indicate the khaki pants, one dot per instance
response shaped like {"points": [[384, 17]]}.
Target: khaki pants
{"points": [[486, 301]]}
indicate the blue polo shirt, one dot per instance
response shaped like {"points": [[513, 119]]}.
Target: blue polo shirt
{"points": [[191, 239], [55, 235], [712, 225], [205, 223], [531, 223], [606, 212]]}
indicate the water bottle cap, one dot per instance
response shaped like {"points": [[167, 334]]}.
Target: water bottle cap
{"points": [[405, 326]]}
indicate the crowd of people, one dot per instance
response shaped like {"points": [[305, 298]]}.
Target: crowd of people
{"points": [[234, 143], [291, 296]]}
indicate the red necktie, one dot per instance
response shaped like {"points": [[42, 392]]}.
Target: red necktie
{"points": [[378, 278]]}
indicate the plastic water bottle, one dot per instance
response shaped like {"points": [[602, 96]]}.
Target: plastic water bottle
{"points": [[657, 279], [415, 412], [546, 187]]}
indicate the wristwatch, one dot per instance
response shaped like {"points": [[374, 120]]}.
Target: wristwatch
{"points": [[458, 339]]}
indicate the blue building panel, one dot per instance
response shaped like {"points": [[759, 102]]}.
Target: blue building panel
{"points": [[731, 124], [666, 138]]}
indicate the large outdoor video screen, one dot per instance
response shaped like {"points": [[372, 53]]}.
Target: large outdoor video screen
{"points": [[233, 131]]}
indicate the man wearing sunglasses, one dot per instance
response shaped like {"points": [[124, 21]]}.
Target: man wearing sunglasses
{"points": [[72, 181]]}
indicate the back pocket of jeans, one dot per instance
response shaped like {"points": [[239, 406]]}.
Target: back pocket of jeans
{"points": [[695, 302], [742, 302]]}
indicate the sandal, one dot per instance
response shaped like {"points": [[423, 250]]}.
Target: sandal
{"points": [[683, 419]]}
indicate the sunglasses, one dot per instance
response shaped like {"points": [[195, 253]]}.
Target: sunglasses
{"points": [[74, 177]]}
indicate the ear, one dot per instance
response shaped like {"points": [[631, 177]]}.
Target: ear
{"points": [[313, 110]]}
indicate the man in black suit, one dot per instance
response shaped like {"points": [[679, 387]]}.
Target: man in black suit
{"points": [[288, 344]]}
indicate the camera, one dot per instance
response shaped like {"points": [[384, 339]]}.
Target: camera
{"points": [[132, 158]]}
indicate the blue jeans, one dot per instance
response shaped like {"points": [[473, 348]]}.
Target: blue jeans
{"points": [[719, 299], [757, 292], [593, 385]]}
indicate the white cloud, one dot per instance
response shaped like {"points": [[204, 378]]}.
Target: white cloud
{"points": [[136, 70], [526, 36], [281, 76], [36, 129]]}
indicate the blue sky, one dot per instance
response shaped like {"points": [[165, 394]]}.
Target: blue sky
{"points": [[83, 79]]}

*-*-*

▶ [Problem to solve]: Reproduce every line above word for word and in the same order, from the first one through the last.

▶ [Solution]:
indicate the khaki pants, one dot per instance
response shaped like {"points": [[384, 17]]}.
Target: khaki pants
{"points": [[486, 301]]}
indicate the blue polo shirt, one dot per instance
response shaped like {"points": [[513, 119]]}.
Target: blue polo shirt
{"points": [[191, 239], [55, 235], [712, 225], [205, 223], [531, 223], [606, 212]]}
indicate the water bottle cap, one dot per instance
response shaped like {"points": [[167, 334]]}.
Target: water bottle cap
{"points": [[405, 326]]}
indicate the crowd of people, one dot per instance
response shaped like {"points": [[305, 298]]}.
Target: crowd of people
{"points": [[234, 143], [291, 296]]}
indicate the red necktie, one dot per instance
response shaped like {"points": [[42, 392]]}.
Target: red necktie
{"points": [[378, 278]]}
indicate the plastic water bottle, one dot per instance
response shaped like {"points": [[602, 96]]}.
Target: plastic water bottle
{"points": [[657, 279], [415, 412], [546, 187]]}
indicate the wristwatch, one dot per instance
response shaped like {"points": [[374, 120]]}.
Target: wristwatch
{"points": [[458, 339]]}
indicate the blue building panel, one dot per instance
response shaped like {"points": [[759, 102]]}.
Target: blue building panel
{"points": [[731, 124], [666, 138]]}
indicate the large outdoor video screen, one dot per instance
response shaped like {"points": [[372, 53]]}.
Target: large outdoor video screen
{"points": [[233, 131]]}
indicate the man wearing sunglasses, one dot per instance
response shaped like {"points": [[124, 21]]}.
Target: man wearing sunglasses
{"points": [[72, 181]]}
indicate the back pocket of jeans, one dot per instance
response shaped like {"points": [[239, 406]]}.
Target: back pocket of jeans
{"points": [[695, 302], [742, 302]]}
indicate the sandal, one dot per instance
response shaped like {"points": [[423, 250]]}.
Target: sandal
{"points": [[683, 419]]}
indicate the sunglasses, one dot per instance
response shaped like {"points": [[195, 253]]}.
Target: sunglasses
{"points": [[74, 177]]}
indicate the ear, one dot per instance
response shaped like {"points": [[631, 177]]}.
Target: ear
{"points": [[313, 110]]}
indicate the man in black suit, one dot per instance
response shaped like {"points": [[679, 387]]}.
Target: man in black suit
{"points": [[288, 344]]}
indicate the camera, one dot per instance
response shaped like {"points": [[384, 339]]}.
Target: camera
{"points": [[132, 158]]}
indicate the blue jeans, one dot per instance
response shaped like {"points": [[473, 348]]}.
Target: blue jeans
{"points": [[719, 299], [757, 292], [593, 385]]}
indicate the white cloud, one dot per instance
response shaped like {"points": [[204, 378]]}.
Target: white cloud
{"points": [[136, 70], [526, 36], [281, 76], [36, 129]]}
indicate the blue sky, one dot per instance
response shaped like {"points": [[165, 394]]}.
Target: blue sky
{"points": [[83, 79]]}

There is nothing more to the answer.